Provided text

--*--

It's frustrating to be blamed for bugs in other people's software, and that specific iOS audio issue you referenced is the latest and strongest example of this.
I am almost certain the bug is in either Safari or the iOS operating system In this case, it doesn't matter what tool you use: anything at all that runs in Safari will be affected by the same bug. So I guess you can choose a different tool if you like, but you could easily run in to the same bug again, because the problem is in Safari or iOS, not Construct 2.
I didn't even fix the bug, so I can't even take credit for that. It's impossible for us to fix problems in Apple's own software. All I did was found a crazy hack that seemed to work around the bug. So the bug is still there and Apple still need to fix it. Personally I regard this kind of hacking-around-bugs as beyond the call of duty - I'm sure there are companies out there who'd just say "we've reported it to Apple, hopefully iOS 10 fixes it" - but we go beyond that and try to work around (emphasis on work around - not fix) defects in other software we rely on where it's feasible to do so. Note it is not always feasible to do so. The fact this particular iOS bug is worked around pretty much amounts to luck.
Usually someone then blames us for relying on certain tools or libraries which have bugs, but all software has bugs. It's naive to think that if we switch to some other library or framework, everything will suddenly work perfectly. Common suggestions are things like: why not use Haxe? It could have bugs, and we could equally be screwed by its bugs. Why not use {insert library here}? If it's not developed by companies as large as Apple, Google, and Microsoft, it's probably even less reliable. Why not write native code? Operating systems have bugs, and graphics drivers have severe bugs - we have direct experience of that, and they are often far worse than the kind of issue we just dealt with on iOS. They tend to be of the class "all devices with this GPU crash on startup", and there is no diagnostic information whatsoever. In the past we've literally resorted to desperately guessing solutions over a period of days, then ultimately given up. That actually happened with the Construct 2 editor in the early days (it uses OpenGL to render the layout view). Eventually months later we got a tip out of the blue, and we finally managed to work around it. Hardly a reliable approach, but there's little else we can do when it's not our code that's broken.

--*--

[Collected data]

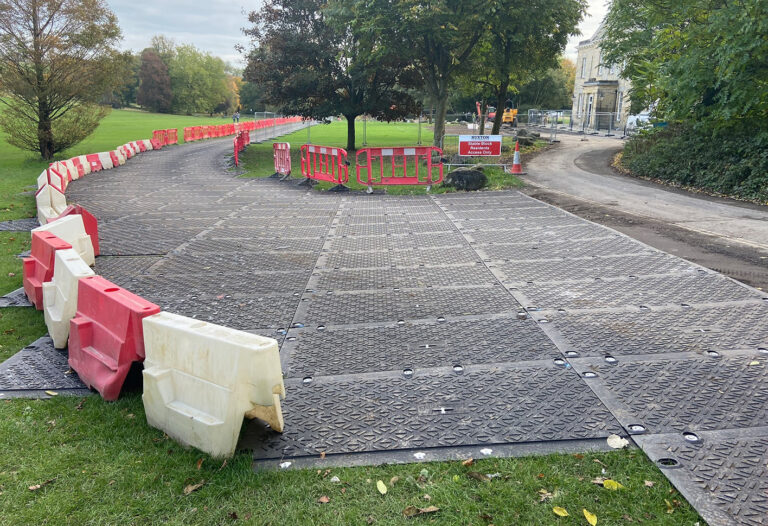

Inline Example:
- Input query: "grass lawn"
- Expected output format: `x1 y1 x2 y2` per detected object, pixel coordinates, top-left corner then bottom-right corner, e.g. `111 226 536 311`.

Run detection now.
0 110 238 221
240 121 546 195
0 111 703 526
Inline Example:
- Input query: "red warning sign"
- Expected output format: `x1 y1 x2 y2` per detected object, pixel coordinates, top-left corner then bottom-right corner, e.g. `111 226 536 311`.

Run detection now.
459 135 501 157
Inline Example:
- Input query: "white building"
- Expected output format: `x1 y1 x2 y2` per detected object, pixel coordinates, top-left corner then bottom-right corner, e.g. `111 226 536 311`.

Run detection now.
572 24 631 131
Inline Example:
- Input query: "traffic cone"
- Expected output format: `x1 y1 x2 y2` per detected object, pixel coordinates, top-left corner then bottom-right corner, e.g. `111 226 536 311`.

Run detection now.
507 141 528 175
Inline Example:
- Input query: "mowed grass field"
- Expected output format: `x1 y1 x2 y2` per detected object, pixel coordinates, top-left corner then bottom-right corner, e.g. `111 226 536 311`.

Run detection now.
240 120 545 195
0 111 703 526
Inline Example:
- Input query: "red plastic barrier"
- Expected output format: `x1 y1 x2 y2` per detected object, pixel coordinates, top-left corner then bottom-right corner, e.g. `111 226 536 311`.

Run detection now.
69 276 160 400
272 142 291 176
48 163 69 194
300 144 349 184
22 232 72 310
85 153 103 172
71 157 85 178
355 146 443 189
233 132 251 166
54 205 101 256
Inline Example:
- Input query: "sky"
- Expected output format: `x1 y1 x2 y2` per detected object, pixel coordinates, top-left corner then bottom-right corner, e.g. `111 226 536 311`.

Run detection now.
107 0 608 67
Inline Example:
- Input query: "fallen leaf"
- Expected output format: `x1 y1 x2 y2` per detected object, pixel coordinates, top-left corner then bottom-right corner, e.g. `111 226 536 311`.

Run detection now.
184 480 205 495
376 480 387 495
467 471 491 482
603 479 624 491
607 435 629 449
403 506 440 517
29 478 56 491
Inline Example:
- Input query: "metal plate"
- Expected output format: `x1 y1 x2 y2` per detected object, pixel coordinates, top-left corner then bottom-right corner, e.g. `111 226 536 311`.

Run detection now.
0 336 88 398
636 427 768 526
571 353 768 433
246 366 621 460
281 316 560 378
0 287 32 308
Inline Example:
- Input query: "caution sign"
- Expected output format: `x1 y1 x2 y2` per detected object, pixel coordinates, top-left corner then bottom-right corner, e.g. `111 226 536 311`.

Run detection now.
459 135 501 157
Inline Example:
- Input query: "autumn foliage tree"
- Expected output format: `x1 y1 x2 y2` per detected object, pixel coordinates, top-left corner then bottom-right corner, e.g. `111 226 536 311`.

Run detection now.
0 0 125 159
136 49 173 113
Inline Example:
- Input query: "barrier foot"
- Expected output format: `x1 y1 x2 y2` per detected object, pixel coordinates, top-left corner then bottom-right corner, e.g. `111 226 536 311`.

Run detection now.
245 394 283 433
296 177 315 187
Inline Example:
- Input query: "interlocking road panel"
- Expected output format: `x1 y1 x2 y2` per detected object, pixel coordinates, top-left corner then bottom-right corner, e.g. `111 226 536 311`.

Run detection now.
636 427 768 526
281 316 561 378
247 365 621 460
571 351 768 433
551 302 768 357
0 336 88 398
31 135 768 524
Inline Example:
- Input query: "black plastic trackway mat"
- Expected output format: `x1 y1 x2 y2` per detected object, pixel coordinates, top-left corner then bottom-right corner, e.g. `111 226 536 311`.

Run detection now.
7 135 768 524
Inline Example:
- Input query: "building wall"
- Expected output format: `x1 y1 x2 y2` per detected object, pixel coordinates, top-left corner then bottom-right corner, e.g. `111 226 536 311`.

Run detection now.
571 32 631 130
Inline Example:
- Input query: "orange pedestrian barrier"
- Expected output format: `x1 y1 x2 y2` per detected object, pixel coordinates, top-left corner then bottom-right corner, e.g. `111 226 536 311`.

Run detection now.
355 146 443 193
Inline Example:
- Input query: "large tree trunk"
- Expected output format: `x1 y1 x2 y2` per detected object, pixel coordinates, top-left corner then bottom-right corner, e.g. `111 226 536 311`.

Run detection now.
491 81 509 135
37 108 55 161
432 94 448 148
344 115 357 152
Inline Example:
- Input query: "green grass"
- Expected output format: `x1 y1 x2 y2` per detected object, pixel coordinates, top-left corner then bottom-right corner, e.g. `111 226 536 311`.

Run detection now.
0 111 703 526
240 121 532 195
0 110 237 221
0 394 699 525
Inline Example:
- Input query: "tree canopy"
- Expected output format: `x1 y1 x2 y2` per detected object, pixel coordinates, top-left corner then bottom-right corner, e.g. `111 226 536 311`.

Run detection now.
602 0 768 124
0 0 122 159
245 0 418 150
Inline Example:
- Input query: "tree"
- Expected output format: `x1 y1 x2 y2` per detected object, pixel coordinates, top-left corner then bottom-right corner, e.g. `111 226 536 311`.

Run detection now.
601 0 768 124
0 0 122 159
168 45 229 114
136 48 173 113
479 0 586 134
350 0 488 146
245 0 419 151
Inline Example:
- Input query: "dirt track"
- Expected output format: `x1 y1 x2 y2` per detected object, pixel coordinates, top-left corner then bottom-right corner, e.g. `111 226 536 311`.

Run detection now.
523 135 768 291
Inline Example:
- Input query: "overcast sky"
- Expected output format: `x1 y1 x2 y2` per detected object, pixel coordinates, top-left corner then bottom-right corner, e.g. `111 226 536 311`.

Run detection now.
107 0 607 67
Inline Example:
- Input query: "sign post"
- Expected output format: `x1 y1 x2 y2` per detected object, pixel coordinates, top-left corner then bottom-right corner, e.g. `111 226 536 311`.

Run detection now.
459 135 501 157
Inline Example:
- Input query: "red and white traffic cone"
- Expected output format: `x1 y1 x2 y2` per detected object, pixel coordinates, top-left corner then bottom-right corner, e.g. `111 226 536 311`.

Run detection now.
507 141 528 175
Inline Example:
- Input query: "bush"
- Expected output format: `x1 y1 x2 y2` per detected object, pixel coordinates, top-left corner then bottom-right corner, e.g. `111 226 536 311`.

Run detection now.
621 123 768 202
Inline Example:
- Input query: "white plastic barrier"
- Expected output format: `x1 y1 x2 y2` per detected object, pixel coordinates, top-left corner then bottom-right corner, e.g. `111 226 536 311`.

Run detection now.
78 155 91 175
142 312 285 457
43 249 94 349
63 159 80 181
99 152 115 170
32 214 96 266
35 184 67 225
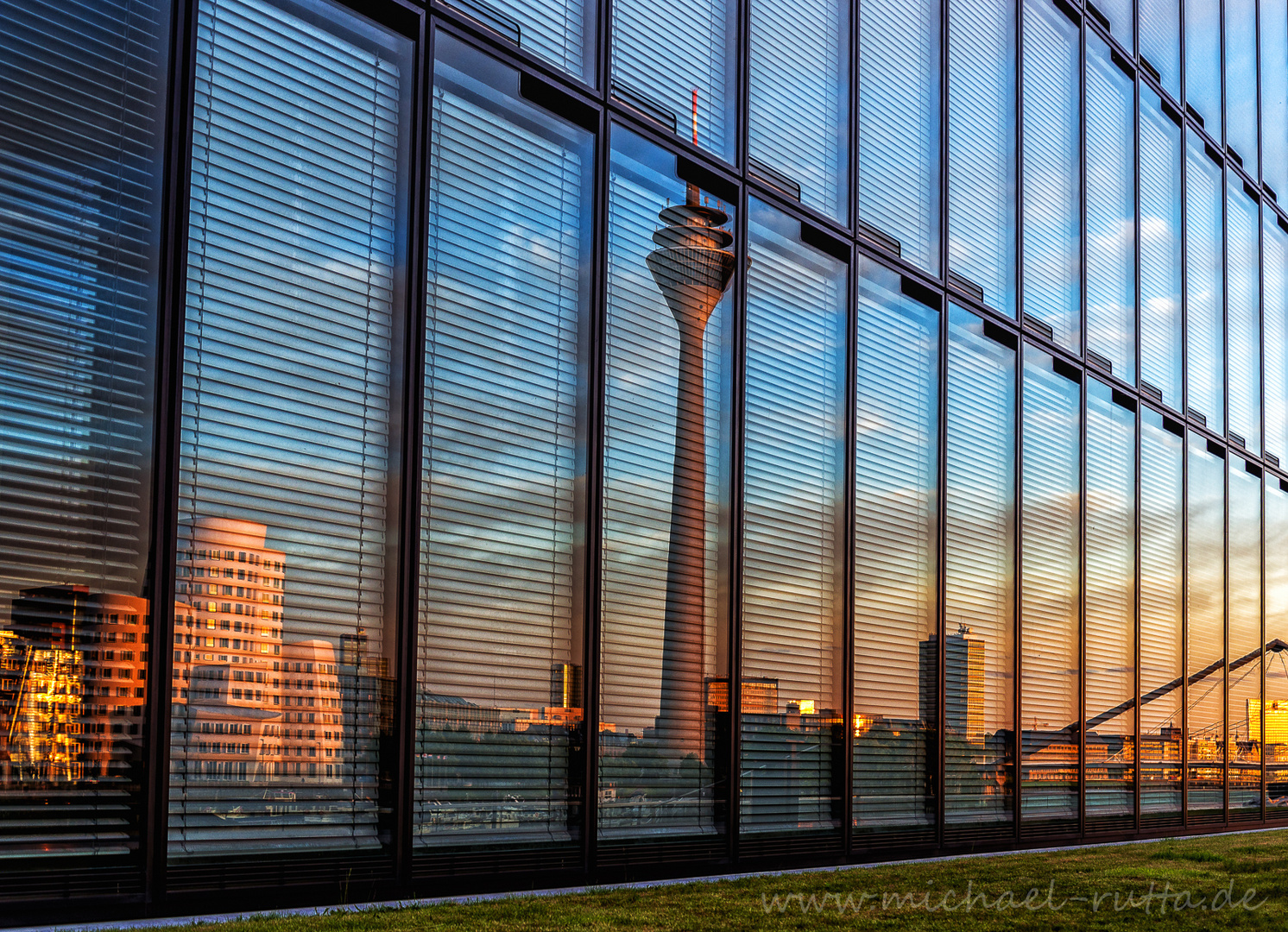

--*--

Questions
A: Summarize the text on software bugs in two sentences.
B: Continue the text on software bugs from its final sentence.
The collected data has no connection to the text on software bugs.

Numbered answers
A: The writer argues that the iOS audio problem blamed on Construct 2 is really a bug in Safari or iOS, which any tool running in Safari would hit, and says the team did not fix it but only found a hack that works around it. Switching to other tools, libraries or native code would not help, since all software has bugs, and graphics driver bugs in particular can be far worse and give no diagnostic information at all.

B:
I know this is super frustrating and when your games aren't working, you naturally look to us for support. However the nature of software development is everything - all platforms, frameworks, libraries - depend on a huge amount of third party code, and that code is as imperfect as everything else. It's implausible to expect any software company at all to magically fix everyone else's code. It affects everyone, regardless of their technology choices.
FWIW Scirra has been larger than just me for a while now. Check the team page. We should be growing again soon as well.
its not other people software it's your engine which is not fully capable , so face it and admit it
c2 worst problem is html5, if it was native there was no problem ! or if there was then we could fix it.